[Recorded information — start]

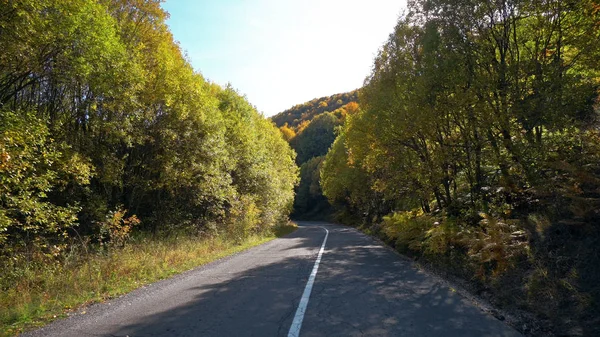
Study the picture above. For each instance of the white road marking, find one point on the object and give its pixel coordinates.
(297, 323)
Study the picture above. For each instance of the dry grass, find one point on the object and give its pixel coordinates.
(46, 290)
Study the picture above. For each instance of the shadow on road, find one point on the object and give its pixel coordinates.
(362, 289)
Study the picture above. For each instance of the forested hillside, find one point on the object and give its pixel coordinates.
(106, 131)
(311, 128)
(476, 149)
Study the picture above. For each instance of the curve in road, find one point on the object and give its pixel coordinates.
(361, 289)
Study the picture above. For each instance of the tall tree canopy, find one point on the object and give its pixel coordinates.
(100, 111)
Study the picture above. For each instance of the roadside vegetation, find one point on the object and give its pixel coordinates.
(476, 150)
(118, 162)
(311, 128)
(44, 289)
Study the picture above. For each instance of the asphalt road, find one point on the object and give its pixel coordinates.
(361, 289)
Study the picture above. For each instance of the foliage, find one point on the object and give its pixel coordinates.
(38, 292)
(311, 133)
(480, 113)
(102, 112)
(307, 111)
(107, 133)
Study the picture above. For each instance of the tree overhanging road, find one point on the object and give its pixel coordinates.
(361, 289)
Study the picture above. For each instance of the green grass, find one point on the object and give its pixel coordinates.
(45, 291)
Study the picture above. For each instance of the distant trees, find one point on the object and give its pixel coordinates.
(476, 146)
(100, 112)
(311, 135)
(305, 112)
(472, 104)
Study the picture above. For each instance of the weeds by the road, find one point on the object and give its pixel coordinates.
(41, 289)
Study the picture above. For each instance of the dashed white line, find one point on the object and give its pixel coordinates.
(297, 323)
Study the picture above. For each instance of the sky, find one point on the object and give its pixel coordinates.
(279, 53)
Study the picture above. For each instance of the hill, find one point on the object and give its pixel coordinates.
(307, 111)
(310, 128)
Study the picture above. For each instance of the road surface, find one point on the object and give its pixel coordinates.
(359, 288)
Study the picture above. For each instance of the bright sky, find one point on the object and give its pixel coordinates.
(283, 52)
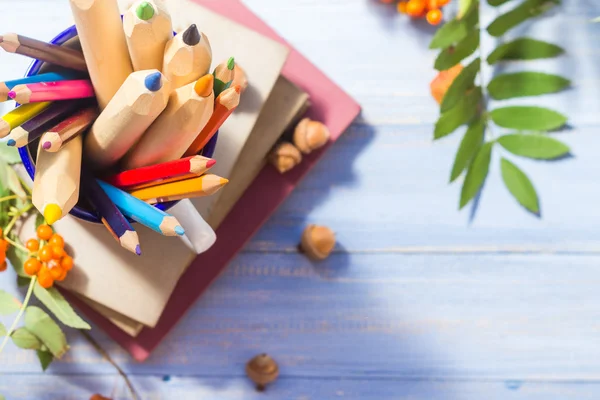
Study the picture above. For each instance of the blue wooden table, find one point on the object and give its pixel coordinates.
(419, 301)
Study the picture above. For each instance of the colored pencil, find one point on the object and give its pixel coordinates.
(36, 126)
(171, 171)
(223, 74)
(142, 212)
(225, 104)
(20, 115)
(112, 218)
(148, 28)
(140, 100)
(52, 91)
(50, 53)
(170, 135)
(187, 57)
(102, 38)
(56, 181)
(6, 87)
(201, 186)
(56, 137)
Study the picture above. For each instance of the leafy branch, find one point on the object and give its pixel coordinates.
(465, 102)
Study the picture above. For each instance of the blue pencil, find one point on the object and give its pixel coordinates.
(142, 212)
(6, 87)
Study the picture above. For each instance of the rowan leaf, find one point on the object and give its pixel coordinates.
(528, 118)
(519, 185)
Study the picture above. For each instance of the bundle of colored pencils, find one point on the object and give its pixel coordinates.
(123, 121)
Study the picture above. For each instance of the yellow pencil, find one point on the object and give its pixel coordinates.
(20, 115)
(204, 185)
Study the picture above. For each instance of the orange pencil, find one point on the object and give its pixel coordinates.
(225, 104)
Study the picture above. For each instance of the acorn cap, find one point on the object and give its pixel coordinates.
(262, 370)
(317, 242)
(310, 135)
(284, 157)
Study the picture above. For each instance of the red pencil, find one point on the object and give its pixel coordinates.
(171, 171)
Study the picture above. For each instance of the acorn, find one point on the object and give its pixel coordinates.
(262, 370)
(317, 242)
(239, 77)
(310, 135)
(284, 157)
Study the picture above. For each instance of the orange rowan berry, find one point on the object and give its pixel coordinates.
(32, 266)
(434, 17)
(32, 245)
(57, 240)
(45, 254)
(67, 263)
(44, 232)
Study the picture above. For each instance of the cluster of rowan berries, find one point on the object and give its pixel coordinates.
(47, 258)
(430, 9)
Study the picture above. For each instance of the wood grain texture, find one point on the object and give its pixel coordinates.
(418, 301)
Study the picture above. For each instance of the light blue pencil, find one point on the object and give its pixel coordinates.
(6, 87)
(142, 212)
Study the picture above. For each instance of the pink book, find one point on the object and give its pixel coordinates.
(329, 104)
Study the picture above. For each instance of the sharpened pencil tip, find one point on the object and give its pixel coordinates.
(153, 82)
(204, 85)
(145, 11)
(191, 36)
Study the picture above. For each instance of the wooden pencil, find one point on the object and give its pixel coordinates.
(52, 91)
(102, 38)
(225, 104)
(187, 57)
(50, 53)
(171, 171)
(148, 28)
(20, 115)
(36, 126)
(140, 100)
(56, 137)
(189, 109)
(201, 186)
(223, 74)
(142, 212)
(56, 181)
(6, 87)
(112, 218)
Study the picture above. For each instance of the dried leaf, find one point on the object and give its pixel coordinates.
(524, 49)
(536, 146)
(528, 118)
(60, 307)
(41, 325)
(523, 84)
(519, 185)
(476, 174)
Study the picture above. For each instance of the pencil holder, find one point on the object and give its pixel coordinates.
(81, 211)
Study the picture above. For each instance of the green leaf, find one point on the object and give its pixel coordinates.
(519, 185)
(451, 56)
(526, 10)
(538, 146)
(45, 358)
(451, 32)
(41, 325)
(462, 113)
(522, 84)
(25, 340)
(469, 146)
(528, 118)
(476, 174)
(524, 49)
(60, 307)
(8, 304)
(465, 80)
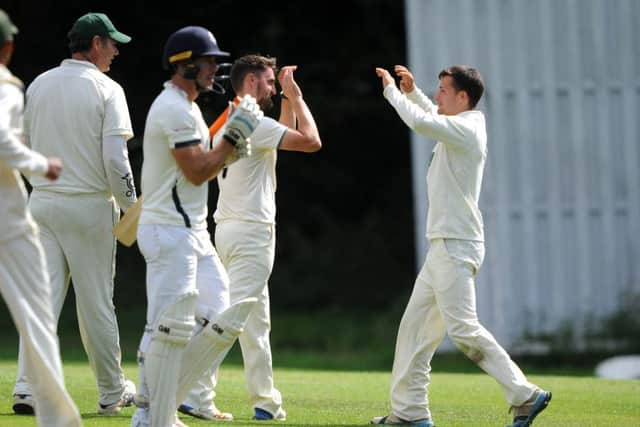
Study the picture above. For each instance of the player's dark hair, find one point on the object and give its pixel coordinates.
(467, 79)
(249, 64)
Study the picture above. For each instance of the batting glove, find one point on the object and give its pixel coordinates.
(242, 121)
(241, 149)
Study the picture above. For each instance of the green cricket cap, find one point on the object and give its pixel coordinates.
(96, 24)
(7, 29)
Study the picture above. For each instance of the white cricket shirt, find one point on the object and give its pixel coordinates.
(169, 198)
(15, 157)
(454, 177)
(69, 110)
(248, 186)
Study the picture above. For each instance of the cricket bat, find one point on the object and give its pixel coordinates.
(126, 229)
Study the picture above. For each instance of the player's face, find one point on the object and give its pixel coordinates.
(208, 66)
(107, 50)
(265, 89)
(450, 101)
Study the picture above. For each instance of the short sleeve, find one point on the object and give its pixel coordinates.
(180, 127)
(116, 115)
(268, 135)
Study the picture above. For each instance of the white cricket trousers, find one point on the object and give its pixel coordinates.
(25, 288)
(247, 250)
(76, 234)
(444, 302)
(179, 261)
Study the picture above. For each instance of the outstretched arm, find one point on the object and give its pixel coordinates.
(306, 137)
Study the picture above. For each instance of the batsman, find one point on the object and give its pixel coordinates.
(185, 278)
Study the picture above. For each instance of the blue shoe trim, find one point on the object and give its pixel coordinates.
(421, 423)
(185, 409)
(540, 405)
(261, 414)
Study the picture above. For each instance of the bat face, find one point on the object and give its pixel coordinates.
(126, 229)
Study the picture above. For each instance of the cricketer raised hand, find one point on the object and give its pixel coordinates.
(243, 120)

[Recorded information — finish]
[Recorded information — start]

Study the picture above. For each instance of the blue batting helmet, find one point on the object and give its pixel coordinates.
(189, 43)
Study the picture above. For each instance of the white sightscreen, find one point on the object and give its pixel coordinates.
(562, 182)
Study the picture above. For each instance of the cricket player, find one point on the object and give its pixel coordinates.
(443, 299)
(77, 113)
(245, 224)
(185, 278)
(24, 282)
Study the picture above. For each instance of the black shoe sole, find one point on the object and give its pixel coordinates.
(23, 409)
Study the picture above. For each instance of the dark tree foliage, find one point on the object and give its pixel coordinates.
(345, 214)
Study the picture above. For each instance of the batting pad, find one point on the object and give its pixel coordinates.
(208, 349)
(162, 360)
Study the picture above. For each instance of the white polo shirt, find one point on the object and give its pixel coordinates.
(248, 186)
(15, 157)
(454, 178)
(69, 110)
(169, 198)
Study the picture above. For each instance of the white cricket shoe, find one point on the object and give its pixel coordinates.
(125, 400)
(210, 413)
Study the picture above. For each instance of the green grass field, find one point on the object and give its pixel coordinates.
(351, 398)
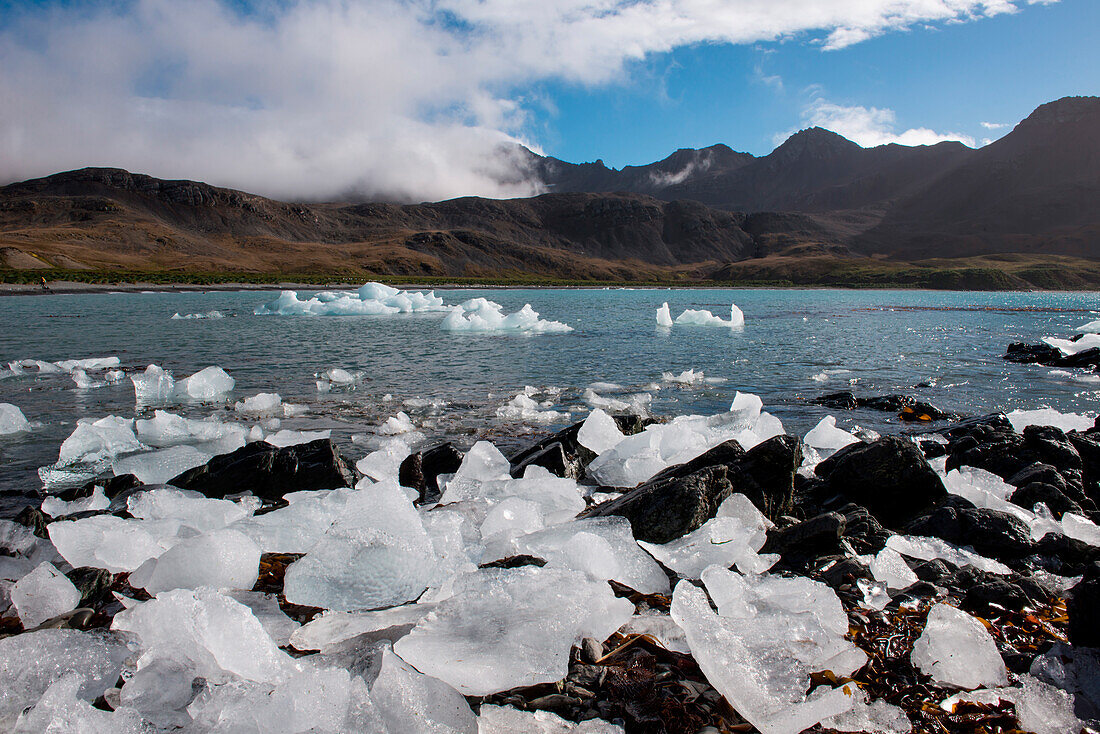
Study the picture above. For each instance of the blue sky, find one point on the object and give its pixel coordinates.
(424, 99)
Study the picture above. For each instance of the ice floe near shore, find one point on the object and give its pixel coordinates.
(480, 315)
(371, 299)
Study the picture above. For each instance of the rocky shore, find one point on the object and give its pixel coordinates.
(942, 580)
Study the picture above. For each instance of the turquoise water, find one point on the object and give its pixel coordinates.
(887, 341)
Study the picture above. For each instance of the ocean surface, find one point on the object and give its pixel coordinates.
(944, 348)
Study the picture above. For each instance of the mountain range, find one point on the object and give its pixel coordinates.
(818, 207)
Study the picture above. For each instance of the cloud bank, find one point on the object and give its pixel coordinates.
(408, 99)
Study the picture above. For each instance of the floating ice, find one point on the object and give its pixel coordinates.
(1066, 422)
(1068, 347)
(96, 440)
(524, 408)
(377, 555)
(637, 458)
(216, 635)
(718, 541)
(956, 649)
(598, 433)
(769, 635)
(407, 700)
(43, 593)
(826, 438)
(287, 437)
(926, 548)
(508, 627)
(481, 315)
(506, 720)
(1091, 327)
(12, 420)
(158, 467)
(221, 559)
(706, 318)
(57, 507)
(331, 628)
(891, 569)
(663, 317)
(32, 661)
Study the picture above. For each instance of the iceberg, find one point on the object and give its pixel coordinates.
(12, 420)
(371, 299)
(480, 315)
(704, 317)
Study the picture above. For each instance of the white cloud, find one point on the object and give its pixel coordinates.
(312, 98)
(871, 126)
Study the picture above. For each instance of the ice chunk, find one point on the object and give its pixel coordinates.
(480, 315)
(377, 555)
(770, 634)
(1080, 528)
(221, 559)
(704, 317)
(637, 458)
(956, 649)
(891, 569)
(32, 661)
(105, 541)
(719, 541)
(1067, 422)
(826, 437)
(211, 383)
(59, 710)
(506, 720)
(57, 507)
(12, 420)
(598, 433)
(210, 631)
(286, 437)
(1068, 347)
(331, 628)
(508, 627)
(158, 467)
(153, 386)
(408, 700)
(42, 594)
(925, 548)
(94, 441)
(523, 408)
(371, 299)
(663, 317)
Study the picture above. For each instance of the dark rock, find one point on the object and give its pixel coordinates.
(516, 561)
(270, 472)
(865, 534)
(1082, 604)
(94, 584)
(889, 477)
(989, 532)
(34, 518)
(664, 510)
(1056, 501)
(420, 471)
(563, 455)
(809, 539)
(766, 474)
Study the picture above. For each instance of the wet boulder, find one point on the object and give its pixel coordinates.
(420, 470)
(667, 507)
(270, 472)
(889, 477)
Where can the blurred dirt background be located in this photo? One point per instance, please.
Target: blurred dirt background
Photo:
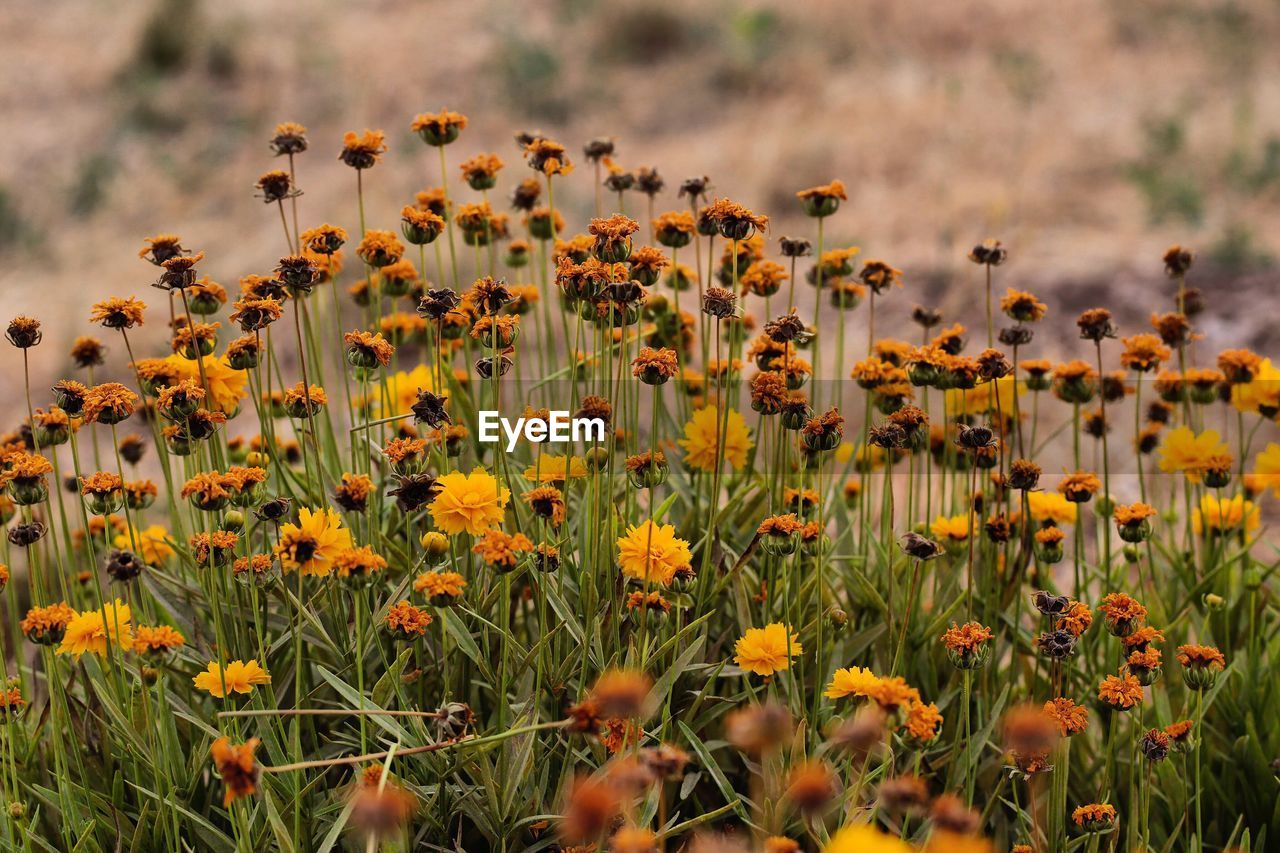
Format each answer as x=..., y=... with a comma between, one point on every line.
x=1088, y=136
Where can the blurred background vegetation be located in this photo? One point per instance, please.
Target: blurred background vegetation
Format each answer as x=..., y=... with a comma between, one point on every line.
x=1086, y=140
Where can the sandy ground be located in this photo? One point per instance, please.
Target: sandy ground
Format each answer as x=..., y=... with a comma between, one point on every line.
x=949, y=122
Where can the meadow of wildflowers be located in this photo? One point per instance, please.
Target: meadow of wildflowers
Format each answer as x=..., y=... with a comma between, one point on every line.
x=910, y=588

[Recorded information — finish]

--- Task goal ---
If a line above holds the word "sandy", copy it.

--- Written answer ---
Where can the sandy ground be located in this photo? One point per instance, please.
Target: sandy ground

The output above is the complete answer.